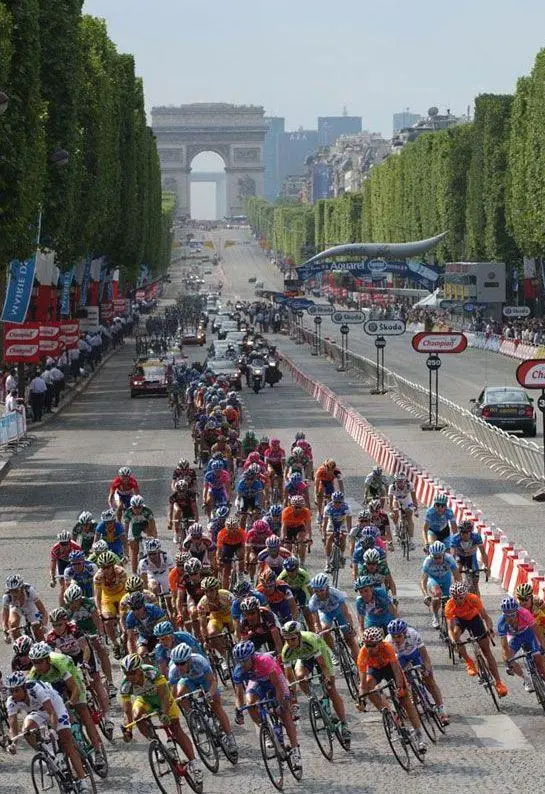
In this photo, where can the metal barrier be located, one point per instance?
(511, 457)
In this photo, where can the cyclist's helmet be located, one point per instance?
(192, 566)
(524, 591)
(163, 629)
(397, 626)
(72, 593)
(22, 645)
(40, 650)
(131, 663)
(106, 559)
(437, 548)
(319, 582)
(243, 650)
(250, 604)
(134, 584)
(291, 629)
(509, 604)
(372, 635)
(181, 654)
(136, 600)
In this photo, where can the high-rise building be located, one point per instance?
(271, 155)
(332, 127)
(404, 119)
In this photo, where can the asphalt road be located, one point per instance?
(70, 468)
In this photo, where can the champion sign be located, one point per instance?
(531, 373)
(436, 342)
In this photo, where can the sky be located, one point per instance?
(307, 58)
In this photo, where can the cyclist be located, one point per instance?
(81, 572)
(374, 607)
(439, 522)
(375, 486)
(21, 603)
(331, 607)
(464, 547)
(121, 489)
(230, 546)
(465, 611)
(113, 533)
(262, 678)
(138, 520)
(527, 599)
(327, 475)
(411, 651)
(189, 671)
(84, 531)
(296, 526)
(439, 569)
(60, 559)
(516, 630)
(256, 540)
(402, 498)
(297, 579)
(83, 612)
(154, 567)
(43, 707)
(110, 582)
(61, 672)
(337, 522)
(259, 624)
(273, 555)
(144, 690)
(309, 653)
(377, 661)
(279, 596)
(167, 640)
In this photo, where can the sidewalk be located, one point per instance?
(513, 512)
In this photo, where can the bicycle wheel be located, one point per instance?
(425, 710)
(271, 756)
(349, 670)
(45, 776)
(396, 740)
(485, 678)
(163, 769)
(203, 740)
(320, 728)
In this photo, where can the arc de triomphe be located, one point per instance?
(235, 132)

**********

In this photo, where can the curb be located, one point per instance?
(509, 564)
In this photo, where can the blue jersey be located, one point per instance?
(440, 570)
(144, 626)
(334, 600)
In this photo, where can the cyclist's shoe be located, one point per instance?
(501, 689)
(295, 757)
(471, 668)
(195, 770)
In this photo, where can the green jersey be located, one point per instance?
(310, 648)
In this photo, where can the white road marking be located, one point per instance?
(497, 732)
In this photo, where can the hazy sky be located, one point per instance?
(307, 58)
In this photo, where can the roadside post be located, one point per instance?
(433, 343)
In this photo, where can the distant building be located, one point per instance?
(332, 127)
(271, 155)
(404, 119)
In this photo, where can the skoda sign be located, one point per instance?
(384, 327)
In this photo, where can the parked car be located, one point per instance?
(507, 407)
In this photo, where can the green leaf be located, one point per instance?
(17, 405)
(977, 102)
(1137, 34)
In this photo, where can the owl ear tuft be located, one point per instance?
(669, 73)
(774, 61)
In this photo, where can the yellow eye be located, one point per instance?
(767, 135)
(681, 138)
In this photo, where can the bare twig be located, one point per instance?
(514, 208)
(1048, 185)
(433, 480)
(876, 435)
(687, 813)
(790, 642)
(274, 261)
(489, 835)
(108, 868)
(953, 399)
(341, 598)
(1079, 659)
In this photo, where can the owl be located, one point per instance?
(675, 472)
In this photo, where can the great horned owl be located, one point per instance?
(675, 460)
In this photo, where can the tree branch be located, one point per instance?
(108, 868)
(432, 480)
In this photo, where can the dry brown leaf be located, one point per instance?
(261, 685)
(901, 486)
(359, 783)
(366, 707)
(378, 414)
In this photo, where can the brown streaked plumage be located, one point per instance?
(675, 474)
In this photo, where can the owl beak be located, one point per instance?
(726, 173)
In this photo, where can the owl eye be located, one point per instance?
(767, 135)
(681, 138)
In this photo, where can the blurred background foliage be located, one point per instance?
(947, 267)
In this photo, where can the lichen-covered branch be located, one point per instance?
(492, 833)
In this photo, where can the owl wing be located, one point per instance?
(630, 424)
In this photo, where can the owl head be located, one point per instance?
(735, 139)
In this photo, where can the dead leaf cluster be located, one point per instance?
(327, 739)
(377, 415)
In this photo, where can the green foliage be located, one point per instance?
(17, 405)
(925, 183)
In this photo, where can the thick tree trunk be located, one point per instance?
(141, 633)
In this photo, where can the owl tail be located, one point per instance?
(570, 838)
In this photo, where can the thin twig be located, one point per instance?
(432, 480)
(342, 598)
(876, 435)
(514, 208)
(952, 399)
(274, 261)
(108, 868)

**********

Task requirements: Report each line of the listing above that contains the word "leaf", copying it in full.

Task response:
In this photo, where can the green leaf be located, one point per instance?
In this photo, where can the dry brown leaf be located, one point per instance?
In this photo, where can the dead leaf cluster be located, one point per instance?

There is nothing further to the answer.